### Source data
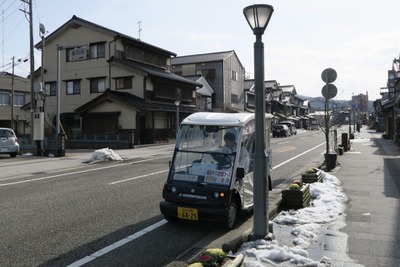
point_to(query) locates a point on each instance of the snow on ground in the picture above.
(104, 154)
(326, 207)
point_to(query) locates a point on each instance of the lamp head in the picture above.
(258, 17)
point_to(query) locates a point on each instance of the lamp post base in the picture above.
(269, 237)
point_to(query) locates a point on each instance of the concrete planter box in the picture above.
(312, 177)
(296, 199)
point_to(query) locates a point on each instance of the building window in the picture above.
(234, 76)
(124, 83)
(77, 53)
(50, 88)
(97, 50)
(5, 97)
(19, 99)
(97, 85)
(209, 74)
(73, 87)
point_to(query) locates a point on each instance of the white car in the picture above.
(8, 142)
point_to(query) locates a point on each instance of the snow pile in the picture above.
(326, 207)
(104, 154)
(357, 135)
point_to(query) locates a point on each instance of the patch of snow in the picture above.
(104, 154)
(326, 207)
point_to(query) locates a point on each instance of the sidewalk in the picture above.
(370, 175)
(370, 233)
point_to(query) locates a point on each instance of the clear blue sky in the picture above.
(358, 38)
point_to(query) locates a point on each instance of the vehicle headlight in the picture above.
(218, 195)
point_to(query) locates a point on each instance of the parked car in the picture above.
(280, 130)
(291, 126)
(8, 142)
(314, 126)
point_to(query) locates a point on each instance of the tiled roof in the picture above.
(132, 100)
(209, 57)
(79, 21)
(153, 71)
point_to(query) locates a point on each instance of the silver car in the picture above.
(8, 142)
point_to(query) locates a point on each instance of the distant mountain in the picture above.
(318, 103)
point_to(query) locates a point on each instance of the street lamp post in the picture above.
(258, 17)
(177, 102)
(349, 122)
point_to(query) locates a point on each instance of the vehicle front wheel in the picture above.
(232, 215)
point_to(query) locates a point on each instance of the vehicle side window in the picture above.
(5, 133)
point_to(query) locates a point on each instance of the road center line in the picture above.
(117, 244)
(137, 177)
(72, 173)
(299, 155)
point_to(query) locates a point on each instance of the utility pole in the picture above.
(32, 70)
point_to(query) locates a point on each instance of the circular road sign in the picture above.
(329, 91)
(329, 75)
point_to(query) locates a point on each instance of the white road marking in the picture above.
(117, 244)
(281, 143)
(137, 177)
(299, 155)
(72, 173)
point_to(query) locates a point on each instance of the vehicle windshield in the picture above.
(205, 154)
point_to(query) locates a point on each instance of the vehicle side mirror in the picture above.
(239, 173)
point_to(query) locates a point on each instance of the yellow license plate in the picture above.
(188, 214)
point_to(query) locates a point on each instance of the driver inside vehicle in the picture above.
(231, 147)
(230, 143)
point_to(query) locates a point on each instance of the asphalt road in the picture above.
(61, 211)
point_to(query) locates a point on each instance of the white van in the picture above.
(209, 178)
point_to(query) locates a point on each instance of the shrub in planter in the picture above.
(212, 257)
(312, 175)
(296, 195)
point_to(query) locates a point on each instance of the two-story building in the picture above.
(111, 83)
(15, 89)
(224, 73)
(387, 109)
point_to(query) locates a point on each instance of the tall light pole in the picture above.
(59, 48)
(258, 17)
(177, 102)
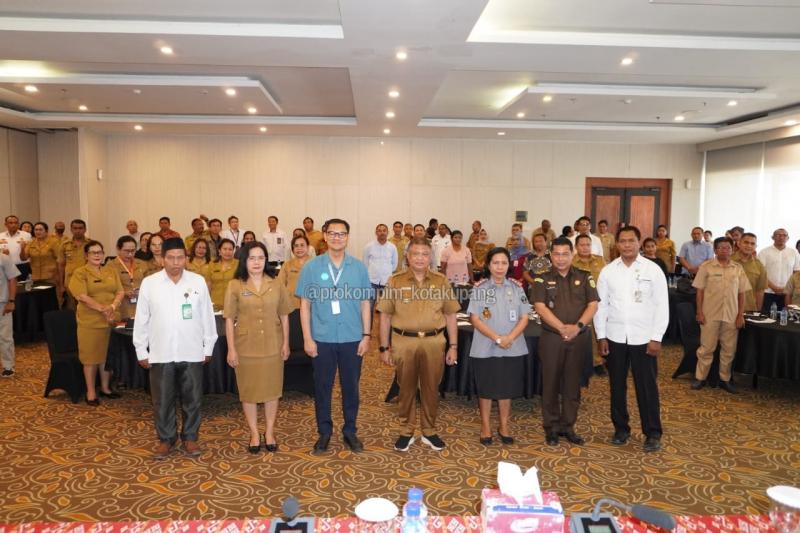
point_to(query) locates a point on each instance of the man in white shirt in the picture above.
(11, 243)
(439, 242)
(380, 256)
(174, 334)
(275, 241)
(780, 261)
(631, 319)
(582, 227)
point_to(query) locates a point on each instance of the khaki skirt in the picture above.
(259, 379)
(93, 345)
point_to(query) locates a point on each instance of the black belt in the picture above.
(420, 334)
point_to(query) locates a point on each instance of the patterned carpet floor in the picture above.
(65, 462)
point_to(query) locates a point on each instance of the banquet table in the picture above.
(30, 307)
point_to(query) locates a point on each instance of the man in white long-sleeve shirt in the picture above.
(631, 319)
(174, 334)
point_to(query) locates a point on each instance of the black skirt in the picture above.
(499, 378)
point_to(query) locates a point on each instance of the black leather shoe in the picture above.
(652, 444)
(352, 442)
(321, 446)
(620, 438)
(573, 437)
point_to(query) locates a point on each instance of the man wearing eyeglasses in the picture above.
(334, 291)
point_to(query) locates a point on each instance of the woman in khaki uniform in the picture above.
(257, 328)
(42, 252)
(199, 261)
(98, 291)
(290, 271)
(221, 272)
(131, 272)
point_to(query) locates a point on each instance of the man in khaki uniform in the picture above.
(721, 285)
(415, 307)
(754, 270)
(71, 257)
(400, 242)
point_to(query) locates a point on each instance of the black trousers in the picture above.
(621, 357)
(168, 382)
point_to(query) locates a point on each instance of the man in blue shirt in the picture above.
(334, 291)
(695, 252)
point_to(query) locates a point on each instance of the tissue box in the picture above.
(502, 514)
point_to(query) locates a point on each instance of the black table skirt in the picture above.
(769, 350)
(29, 308)
(460, 378)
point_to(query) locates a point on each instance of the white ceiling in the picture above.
(324, 67)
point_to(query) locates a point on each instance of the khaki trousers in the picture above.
(711, 333)
(419, 363)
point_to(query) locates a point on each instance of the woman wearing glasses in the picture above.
(98, 291)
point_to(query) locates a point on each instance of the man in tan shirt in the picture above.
(721, 285)
(415, 308)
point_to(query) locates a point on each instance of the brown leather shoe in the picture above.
(163, 450)
(191, 448)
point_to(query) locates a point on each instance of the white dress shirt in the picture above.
(779, 264)
(11, 246)
(597, 244)
(160, 324)
(634, 304)
(381, 260)
(277, 245)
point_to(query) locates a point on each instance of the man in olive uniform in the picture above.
(566, 299)
(415, 307)
(754, 270)
(721, 285)
(71, 256)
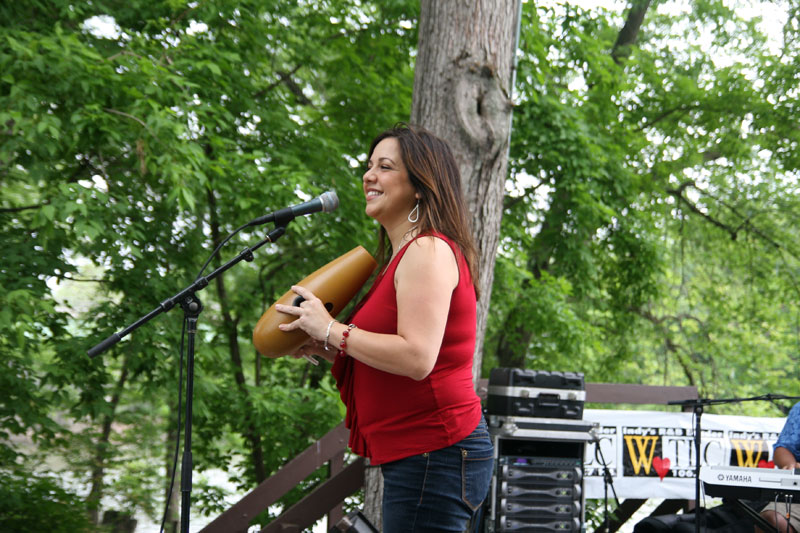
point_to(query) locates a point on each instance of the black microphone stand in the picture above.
(697, 406)
(608, 481)
(192, 307)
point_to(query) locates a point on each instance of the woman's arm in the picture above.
(785, 459)
(424, 283)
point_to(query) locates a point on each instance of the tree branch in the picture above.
(630, 31)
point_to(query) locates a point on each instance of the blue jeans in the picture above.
(441, 490)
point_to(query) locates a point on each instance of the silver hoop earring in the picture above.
(415, 213)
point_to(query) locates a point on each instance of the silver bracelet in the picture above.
(328, 334)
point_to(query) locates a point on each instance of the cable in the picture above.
(178, 434)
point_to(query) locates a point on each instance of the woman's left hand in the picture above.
(312, 317)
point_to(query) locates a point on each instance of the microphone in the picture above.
(327, 202)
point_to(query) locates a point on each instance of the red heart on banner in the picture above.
(661, 466)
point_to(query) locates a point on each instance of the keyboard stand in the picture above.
(755, 515)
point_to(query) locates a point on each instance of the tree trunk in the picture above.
(230, 326)
(462, 92)
(102, 446)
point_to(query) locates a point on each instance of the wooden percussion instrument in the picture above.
(335, 284)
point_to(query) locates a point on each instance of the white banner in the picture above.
(651, 454)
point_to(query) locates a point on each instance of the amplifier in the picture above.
(540, 510)
(535, 393)
(538, 526)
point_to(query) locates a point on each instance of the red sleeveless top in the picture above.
(391, 417)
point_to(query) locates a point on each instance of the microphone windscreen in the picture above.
(335, 284)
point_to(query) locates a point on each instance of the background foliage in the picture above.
(649, 231)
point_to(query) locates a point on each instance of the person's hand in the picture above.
(312, 317)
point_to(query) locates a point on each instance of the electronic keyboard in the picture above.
(750, 483)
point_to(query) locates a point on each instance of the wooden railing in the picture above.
(343, 481)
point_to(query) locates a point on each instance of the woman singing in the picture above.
(403, 361)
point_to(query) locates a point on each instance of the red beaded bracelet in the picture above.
(345, 334)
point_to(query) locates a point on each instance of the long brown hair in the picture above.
(434, 174)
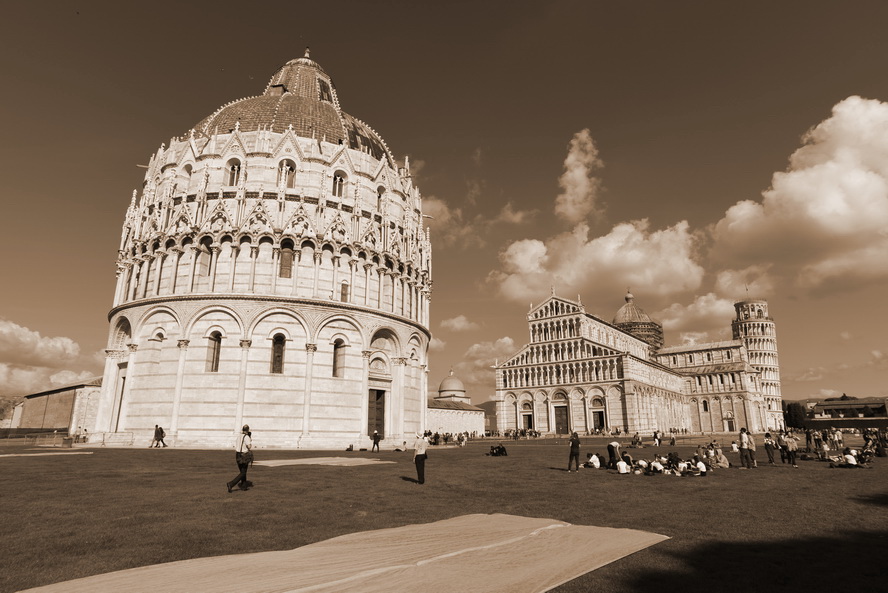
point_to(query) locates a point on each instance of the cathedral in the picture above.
(273, 271)
(581, 373)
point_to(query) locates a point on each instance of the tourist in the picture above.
(720, 461)
(419, 457)
(613, 454)
(699, 467)
(574, 457)
(159, 435)
(792, 446)
(622, 466)
(769, 448)
(745, 458)
(243, 455)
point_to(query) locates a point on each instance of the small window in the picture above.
(338, 184)
(232, 172)
(285, 269)
(288, 174)
(277, 353)
(339, 358)
(214, 351)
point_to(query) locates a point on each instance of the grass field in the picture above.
(811, 528)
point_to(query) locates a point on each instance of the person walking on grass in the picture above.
(419, 456)
(574, 452)
(243, 455)
(745, 458)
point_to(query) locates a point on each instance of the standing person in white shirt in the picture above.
(243, 454)
(419, 456)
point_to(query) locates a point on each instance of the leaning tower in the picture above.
(758, 332)
(272, 271)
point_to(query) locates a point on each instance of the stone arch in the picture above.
(122, 334)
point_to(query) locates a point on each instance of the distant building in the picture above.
(579, 372)
(68, 409)
(452, 410)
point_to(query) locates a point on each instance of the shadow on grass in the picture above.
(851, 562)
(878, 499)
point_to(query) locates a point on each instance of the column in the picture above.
(317, 270)
(306, 398)
(214, 259)
(105, 411)
(180, 378)
(174, 272)
(159, 257)
(275, 267)
(242, 385)
(367, 284)
(365, 390)
(254, 255)
(193, 268)
(234, 252)
(130, 376)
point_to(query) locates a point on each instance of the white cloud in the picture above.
(437, 345)
(824, 222)
(476, 368)
(707, 313)
(460, 323)
(20, 345)
(755, 281)
(657, 263)
(580, 186)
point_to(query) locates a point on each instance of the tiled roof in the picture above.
(445, 404)
(301, 95)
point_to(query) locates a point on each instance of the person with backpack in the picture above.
(243, 455)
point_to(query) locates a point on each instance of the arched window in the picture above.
(214, 350)
(285, 270)
(338, 184)
(232, 169)
(277, 353)
(288, 174)
(339, 358)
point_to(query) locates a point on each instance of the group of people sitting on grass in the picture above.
(670, 464)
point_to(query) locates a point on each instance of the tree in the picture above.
(794, 415)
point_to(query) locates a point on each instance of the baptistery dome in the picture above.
(274, 271)
(300, 96)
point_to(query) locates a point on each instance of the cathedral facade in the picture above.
(581, 373)
(273, 271)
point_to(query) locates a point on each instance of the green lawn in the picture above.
(773, 527)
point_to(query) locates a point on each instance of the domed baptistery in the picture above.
(274, 272)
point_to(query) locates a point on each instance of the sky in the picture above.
(697, 153)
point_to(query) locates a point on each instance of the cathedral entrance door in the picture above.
(597, 419)
(376, 412)
(527, 421)
(561, 426)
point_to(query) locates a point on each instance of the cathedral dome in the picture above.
(302, 95)
(631, 318)
(451, 383)
(631, 313)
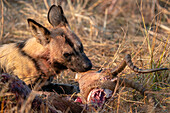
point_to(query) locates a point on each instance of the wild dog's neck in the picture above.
(35, 49)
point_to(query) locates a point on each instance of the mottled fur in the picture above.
(47, 53)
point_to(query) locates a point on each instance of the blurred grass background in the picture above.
(108, 29)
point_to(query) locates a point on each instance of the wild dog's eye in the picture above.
(66, 55)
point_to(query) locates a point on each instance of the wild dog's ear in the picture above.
(40, 32)
(56, 16)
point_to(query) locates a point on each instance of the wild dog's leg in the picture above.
(128, 61)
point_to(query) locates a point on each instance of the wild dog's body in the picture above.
(15, 60)
(47, 53)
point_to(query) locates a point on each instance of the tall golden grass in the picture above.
(108, 29)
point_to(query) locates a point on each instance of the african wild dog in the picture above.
(47, 53)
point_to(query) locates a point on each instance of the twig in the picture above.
(46, 4)
(2, 20)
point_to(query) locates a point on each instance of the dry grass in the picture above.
(108, 30)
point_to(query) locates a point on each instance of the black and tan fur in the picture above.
(47, 53)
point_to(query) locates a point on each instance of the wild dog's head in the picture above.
(65, 48)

### Action item
Nothing should be printed except the lines from the one with "point_to(query) locates a point on each instance of the tree in" through the last line of the listing above, both ends included; please drop the pictures.

### Exercise result
point_to(query) locates a point on each instance of the tree in the picture above.
(794, 415)
point_to(query) locates a point on each instance of the baptistery dome in the picture above.
(274, 271)
(300, 96)
point_to(query) locates a point on each instance of the cathedral facade in the picture above.
(581, 373)
(273, 271)
point_to(query) locates a point on each instance of the green lawn in the picture above.
(773, 527)
point_to(query) locates a point on each instance of the domed baptistery in the picture above.
(274, 272)
point_to(query) locates a point on each instance of the sky in the picture above.
(697, 153)
point_to(query) locates a point on each instance of the cathedral entrance door in the picture above.
(597, 419)
(376, 412)
(527, 421)
(561, 426)
point_to(query) locates a point on each instance of the cathedral dome in the picture above.
(302, 95)
(631, 318)
(451, 383)
(631, 313)
point_to(query) locates a point on each instance of the wild dog's neck in the picture above.
(35, 49)
point_to(query) locates a point on each instance of the mottled fur in the picture above.
(47, 53)
point_to(query) locates a point on each instance of the blurred grass background in the picture above.
(108, 29)
point_to(query) locates a point on each instance of the wild dog's eye in the picture above.
(66, 55)
point_to(query) locates a point on each instance of the wild dog's ear in the picture above.
(40, 32)
(56, 16)
point_to(query) locates a point on each instance of the wild dog's leg in the picture above.
(128, 61)
point_to(query) locates a point on each instance of the wild dog's body in the picture above.
(15, 60)
(47, 53)
point_to(query) locates a point on each instance of the tall golden grass in the picture above.
(108, 29)
point_to(query) locates a point on each instance of the african wild dog in the picture above.
(47, 53)
point_to(query) locates a point on each instance of the twig in the picture above.
(46, 4)
(2, 20)
point_to(query) locates a point on each instance of the dry grass in the picture above.
(108, 30)
point_to(query) locates a point on each instance of the black and tan fur in the picture above.
(47, 53)
point_to(query) locates a point on each instance of the wild dog's head in the picture above.
(65, 48)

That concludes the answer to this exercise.